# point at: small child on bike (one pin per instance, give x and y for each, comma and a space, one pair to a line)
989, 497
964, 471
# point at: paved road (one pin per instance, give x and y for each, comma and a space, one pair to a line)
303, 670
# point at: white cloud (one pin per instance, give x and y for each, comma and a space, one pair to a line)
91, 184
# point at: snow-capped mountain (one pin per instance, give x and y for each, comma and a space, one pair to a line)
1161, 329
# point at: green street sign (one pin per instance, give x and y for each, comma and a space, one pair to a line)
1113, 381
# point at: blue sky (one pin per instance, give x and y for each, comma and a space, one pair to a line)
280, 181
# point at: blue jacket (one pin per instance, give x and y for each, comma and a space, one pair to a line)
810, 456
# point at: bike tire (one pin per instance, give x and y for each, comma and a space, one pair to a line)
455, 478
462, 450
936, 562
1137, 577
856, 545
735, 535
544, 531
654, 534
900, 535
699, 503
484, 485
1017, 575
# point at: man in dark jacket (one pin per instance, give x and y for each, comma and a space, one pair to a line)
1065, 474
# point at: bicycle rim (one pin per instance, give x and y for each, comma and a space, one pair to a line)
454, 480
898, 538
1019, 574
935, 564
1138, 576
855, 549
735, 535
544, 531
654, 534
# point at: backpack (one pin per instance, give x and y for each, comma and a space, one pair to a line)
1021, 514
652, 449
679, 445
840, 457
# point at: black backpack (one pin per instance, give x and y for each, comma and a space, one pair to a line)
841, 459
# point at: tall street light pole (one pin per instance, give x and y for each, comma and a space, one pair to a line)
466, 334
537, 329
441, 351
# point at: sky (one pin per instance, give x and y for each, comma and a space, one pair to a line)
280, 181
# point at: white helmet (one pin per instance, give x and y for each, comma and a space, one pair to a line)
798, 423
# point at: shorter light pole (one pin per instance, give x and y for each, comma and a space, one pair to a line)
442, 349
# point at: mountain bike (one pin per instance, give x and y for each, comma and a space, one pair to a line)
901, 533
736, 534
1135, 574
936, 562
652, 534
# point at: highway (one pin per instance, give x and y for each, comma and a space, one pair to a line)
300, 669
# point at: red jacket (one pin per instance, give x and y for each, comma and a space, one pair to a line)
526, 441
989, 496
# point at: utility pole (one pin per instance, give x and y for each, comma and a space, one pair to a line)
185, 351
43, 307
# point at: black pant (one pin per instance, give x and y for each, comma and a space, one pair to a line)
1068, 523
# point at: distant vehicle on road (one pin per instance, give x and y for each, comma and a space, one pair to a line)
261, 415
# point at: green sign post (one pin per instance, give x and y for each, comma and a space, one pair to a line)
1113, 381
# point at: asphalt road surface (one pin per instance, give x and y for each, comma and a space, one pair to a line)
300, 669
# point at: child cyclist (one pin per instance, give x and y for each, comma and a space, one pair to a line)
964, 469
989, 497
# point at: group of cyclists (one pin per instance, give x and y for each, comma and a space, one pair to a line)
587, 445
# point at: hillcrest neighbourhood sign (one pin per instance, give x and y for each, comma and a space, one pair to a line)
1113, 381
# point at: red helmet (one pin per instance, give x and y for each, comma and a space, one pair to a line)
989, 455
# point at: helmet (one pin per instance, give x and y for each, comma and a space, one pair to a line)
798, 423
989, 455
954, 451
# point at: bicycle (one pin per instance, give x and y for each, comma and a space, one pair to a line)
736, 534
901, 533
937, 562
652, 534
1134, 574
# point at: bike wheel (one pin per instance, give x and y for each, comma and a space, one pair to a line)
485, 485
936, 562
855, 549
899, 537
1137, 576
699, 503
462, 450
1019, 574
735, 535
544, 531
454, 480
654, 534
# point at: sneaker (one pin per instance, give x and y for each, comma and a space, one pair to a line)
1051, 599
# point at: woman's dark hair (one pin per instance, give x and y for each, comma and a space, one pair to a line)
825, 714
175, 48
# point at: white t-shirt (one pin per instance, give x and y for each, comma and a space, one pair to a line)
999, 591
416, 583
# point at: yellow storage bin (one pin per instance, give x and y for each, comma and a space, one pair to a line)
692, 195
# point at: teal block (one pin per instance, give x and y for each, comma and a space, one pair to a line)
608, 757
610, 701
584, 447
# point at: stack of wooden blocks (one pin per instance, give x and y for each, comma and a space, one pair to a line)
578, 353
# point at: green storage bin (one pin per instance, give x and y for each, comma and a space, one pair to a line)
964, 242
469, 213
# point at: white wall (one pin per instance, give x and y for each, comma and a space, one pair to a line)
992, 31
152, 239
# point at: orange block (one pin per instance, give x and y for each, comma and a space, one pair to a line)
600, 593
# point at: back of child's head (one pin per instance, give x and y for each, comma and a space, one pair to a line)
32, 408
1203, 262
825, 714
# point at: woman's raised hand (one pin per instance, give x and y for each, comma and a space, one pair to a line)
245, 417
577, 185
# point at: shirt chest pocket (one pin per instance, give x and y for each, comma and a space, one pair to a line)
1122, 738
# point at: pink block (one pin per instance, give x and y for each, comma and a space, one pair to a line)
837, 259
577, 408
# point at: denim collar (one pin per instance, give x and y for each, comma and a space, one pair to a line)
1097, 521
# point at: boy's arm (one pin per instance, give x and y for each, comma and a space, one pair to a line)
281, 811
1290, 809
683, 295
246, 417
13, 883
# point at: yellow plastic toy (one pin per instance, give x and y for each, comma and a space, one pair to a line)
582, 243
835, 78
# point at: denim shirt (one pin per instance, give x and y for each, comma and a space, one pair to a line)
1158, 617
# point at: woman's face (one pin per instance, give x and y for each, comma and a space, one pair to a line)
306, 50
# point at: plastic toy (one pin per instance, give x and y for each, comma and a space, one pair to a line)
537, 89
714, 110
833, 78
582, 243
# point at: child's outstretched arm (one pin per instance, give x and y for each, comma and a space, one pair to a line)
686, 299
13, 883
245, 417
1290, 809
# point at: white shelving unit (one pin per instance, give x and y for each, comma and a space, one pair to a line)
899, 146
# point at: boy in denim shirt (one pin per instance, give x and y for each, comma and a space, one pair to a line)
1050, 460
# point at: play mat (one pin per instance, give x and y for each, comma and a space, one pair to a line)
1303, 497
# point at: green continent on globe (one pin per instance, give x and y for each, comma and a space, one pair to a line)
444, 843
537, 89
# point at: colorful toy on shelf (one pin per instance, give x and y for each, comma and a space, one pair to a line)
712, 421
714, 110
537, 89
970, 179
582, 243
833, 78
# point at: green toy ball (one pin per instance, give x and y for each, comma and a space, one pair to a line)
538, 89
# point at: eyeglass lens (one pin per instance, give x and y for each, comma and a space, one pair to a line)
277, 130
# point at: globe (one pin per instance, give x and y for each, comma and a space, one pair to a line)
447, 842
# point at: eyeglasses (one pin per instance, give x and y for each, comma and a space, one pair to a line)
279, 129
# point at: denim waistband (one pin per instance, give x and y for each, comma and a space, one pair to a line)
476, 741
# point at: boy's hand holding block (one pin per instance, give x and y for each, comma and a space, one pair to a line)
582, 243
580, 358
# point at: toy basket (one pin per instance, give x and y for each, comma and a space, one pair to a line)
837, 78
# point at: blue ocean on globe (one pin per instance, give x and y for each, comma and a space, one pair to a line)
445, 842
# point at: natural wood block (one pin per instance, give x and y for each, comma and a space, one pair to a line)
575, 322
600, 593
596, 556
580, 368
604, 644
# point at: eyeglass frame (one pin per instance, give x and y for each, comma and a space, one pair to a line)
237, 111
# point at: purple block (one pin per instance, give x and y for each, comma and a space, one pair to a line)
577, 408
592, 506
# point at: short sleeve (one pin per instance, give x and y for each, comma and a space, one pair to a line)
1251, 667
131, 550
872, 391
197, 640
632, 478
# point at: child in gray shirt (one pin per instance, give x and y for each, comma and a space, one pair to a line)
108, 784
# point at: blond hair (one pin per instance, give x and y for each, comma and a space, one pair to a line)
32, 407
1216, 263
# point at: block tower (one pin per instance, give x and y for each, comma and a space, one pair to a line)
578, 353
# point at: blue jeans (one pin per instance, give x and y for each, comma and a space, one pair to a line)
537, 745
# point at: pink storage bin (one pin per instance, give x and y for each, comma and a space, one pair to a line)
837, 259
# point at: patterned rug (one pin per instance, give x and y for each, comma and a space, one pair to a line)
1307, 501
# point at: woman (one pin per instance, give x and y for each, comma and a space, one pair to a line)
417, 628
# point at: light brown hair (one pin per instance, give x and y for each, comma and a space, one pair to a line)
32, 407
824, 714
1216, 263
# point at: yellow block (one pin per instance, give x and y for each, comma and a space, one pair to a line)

++++++

**REQUIREMENT:** Set down, unchanged, the line that contains "# point at: block" together with every later line in the records, through the last one.

**EXERCISE SOLUTION:**
# point at: block tower (one pin per instance, give x and y for each, comma and a space, one pair to a line)
578, 353
# point at: blue jeans (one pin per instance, give x and y for each, comma and a space, one pair to a line)
537, 745
# point at: pink storage bin (one pin per instance, give x and y for each, comma and a space, one pair to a line)
837, 259
# point at: patterned rug (one pin per instance, give x and y for each, comma and a space, one pair to a line)
1307, 501
# point at: woman (one pin per instance, give x and y for each, comma and a space, one pair to a line)
417, 628
# point at: light brown hair (one pin per instance, give x and y for each, comma and a space, one pair to a line)
32, 407
824, 714
1216, 263
# point at: yellow block (one pin per instance, give x and y for each, comma and a space, one pair to a line)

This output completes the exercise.